> Written request:
Copy the rows word for word, starting at the line with "badge, reported as integer pixel coordinates." and going through the end of the rows.

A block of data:
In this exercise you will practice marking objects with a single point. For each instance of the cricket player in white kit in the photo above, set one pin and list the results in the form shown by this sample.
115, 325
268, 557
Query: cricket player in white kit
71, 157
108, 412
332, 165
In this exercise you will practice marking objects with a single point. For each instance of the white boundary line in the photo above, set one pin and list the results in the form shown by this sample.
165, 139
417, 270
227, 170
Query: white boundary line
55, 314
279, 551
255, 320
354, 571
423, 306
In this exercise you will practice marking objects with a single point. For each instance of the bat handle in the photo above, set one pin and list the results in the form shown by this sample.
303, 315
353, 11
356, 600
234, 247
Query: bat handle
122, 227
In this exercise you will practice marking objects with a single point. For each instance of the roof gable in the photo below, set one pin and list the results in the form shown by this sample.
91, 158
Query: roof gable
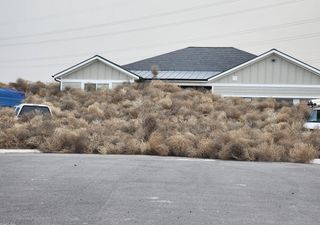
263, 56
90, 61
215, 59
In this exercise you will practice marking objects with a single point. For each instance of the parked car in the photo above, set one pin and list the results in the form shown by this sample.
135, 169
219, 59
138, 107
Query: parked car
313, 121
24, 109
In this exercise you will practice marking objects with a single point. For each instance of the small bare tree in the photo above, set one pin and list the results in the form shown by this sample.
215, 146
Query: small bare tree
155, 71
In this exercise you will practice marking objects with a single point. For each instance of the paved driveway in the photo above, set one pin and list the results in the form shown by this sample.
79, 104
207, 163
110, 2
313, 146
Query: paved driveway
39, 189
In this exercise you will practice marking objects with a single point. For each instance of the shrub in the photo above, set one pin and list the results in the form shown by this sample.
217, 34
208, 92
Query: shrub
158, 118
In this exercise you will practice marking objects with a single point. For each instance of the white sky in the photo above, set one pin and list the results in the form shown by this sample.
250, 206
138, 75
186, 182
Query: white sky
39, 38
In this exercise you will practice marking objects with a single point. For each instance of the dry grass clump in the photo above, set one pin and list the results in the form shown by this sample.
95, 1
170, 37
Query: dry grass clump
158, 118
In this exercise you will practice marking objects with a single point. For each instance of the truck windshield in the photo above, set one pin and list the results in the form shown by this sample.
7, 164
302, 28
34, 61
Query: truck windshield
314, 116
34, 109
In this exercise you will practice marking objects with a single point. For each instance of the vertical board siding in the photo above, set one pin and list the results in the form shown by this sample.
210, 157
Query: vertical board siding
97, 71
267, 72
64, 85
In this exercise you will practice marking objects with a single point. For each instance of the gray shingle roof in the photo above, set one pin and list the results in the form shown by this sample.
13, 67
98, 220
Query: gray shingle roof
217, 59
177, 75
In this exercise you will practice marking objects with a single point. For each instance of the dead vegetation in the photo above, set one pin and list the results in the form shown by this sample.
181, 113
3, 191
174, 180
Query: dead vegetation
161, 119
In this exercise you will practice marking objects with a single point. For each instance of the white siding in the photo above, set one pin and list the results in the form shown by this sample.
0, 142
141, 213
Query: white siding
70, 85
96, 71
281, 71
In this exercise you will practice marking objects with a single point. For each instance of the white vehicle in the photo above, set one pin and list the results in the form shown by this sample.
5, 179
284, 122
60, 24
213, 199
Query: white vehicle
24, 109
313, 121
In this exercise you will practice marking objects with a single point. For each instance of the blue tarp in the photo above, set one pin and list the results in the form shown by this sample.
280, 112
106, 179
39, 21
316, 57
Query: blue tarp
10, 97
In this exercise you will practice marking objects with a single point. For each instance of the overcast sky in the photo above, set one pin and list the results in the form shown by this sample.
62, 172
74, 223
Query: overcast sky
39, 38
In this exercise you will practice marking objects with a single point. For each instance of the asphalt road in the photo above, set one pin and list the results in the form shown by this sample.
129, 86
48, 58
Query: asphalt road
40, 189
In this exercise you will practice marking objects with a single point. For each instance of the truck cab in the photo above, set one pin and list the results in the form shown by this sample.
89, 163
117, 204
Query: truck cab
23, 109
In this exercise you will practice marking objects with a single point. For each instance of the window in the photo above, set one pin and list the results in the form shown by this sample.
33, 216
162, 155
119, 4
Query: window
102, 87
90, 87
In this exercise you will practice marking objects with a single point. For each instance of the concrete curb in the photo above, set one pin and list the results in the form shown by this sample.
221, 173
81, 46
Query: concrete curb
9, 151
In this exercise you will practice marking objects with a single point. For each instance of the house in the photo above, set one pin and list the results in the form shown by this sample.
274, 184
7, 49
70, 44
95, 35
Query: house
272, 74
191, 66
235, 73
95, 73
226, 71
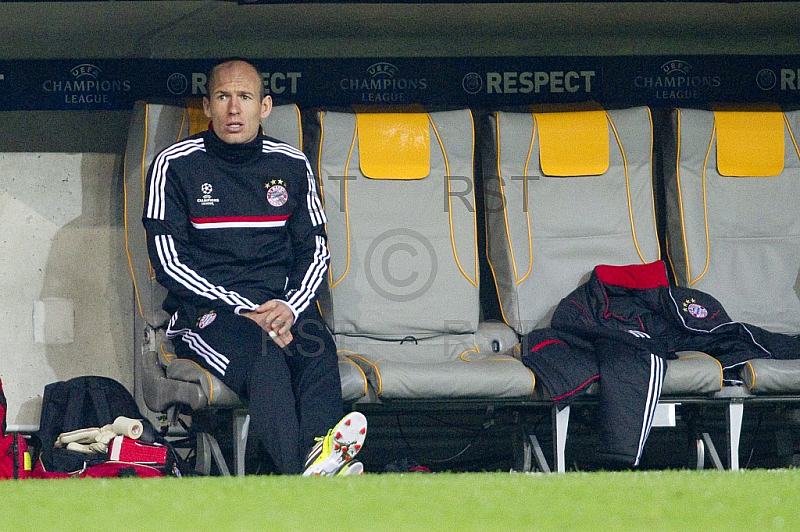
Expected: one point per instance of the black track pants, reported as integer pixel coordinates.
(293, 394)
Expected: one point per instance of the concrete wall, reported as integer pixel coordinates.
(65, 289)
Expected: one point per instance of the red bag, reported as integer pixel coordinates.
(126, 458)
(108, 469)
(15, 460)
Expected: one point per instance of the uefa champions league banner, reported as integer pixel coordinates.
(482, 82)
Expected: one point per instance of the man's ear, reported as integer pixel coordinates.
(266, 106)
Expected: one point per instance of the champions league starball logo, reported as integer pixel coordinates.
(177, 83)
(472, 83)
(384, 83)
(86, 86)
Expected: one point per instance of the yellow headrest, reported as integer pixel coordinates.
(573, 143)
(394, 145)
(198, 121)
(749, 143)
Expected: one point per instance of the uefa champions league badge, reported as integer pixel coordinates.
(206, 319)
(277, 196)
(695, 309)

> Written response:
Expected: one point per instance of the uefa champions league badge, reported as integer pixel coordinates.
(206, 319)
(277, 196)
(695, 309)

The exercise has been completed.